#### THE TASK
Extend the photography blog post below on derelict buildings, graffiti, and double exposures, beginning directly after its final sentence.

I’ve always looked for the beauty in dereliction. Decaying, abandoned buildings, peeling walls, rusted artifacts and long discarded objects all hold a visual fascination for me. I spend time searching out and photographing these places – both in their own right and as a backdrop for my environmental portraits.
Recently I stumbled across an old abandoned ‘finca’ with an amazing series of graffiti artworks decorating its walls and inhabiting its spaces. It was a gallery of work – years in the making, that nobody had ever seen. Through each room you could see the development of the artist as they fueled the need to paint these crumbling walls. I was intrigued by this ‘unknown’ artist and what inspired them to paint a building that would soon be demolished. Most of all I was overwhelmed by the respect the ‘unknown’ artist showed this devastated house and how the graffiti complimented, rather than detracted from, its environment.
I posted a photo of the ‘artwork by unknown artist’ on Instagram but nobody knew more of this mystery creator.
I was left with nothing but questions. What drives an artist to produce art that may never be seen, let alone bought, by anyone? When the building is demolished and the artwork reduced to dust – where does that leave the artist?
I can relate to the physical need to make images – to take photos or paint pictures, because it is compulsion, obsession, vocation and from the day I left the ‘finca’ I was determined to find this fellow artist.
I did that yesterday. His name is Mangüe López. He’s just 17 years old. If he had a website to link to I would but he’s an original talent and he’s not doing it for the fame or the gain – he’s just doing it because he is.
I photographed these black and white double exposures in Paris years ago – back in the day when I still used film and there was no photoshop, no lightroom, no presets and everything was done in camera. I pulled them from the archive because I wanted to do some more double exposures recently and discovered that with digital cameras I can no longer do this!!! It got me thinking about the ‘decisive moment’ and our ability, as photographers, to capture that frame in the split second that it passes across our vision.

#### RECORD EXCERPTS
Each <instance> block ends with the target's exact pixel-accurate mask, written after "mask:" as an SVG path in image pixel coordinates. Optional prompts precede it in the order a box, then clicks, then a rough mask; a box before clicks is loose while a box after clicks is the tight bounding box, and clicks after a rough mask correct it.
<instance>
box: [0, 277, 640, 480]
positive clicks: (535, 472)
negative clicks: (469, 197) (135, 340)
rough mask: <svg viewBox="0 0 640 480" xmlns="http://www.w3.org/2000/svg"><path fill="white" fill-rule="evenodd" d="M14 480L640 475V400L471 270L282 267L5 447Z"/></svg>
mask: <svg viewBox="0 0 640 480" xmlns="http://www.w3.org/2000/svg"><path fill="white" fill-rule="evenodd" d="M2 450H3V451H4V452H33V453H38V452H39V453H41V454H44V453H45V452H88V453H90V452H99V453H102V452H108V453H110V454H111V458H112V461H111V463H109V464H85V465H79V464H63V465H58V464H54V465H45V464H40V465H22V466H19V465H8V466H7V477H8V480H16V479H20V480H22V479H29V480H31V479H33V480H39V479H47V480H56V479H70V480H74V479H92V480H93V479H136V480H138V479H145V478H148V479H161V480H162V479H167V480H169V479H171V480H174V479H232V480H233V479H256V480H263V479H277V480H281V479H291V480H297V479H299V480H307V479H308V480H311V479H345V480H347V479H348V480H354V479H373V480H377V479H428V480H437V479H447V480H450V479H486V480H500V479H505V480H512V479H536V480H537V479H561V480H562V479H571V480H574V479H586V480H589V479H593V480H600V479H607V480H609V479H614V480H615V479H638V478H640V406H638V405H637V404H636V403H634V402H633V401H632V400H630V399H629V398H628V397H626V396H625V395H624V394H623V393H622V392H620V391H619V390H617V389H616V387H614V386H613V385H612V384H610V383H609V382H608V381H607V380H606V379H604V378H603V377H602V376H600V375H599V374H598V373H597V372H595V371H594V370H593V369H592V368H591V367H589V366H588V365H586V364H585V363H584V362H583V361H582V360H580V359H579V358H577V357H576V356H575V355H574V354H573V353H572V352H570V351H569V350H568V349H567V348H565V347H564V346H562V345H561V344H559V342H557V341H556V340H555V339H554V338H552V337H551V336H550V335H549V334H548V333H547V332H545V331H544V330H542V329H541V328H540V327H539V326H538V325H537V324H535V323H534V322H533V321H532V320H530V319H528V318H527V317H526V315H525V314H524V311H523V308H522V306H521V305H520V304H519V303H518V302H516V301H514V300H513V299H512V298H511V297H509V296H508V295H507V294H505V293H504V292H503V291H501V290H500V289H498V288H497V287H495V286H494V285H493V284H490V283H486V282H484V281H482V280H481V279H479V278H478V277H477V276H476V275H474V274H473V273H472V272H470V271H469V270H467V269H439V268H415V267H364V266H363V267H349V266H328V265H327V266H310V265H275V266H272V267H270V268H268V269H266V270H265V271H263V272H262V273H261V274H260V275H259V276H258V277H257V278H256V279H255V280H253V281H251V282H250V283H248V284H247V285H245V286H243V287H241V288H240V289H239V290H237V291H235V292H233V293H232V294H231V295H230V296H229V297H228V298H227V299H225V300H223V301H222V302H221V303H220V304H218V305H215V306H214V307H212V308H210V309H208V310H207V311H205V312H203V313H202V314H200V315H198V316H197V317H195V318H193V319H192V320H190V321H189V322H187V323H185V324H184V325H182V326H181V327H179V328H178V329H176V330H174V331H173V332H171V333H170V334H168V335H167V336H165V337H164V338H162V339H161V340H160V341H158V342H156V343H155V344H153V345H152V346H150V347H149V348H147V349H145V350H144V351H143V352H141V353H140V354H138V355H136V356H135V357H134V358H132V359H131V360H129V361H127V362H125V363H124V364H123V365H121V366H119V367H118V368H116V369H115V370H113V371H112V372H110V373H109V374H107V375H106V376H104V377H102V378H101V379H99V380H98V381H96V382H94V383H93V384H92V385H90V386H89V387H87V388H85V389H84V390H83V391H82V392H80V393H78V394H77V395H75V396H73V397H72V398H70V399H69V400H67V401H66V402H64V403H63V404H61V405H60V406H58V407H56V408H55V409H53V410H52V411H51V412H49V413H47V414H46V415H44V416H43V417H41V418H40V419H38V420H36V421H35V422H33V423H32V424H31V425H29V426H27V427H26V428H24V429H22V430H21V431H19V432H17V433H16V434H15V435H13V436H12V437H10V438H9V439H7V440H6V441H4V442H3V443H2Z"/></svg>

#### RESPONSE BOX
I took the colour ‘pool splash’ photo in Cape Town for an editorial where the budget only allowed 2 rolls of film per shot. Shooting medium format it meant I only had 24 frames to nail it. In order to get the water splash back lit against the sky I was shooting directly into the sun. Using the model’s body to partially block the sun, but still allow enough flare to create the shot, I also had to perfectly time it with the assistant throwing a bucket of water off camera.
It’s hard to describe the anticipation of waiting for that ‘decisive moment’ and the exhilaration of just knowing you’ve got it. Instinctively I ‘knew’ the minute I pressed the shutter button, and before I wound the film cartridge on, that I already had the image I wanted. I didn’t need to look at the back of the camera to check – because you couldn’t.
Call me a purist but I’m proud of the fact that I took these shots ‘in camera’. I guess it’s an obsolete skill to have but in the modern photographic world we seem to have forgotten the very basics of photography. The internet is full of second rate photographs taken in terrible light and with no clue as to a half decent composition. The people who take these pictures then blog/brag about how to make them look decent using an array of quick click post production tools.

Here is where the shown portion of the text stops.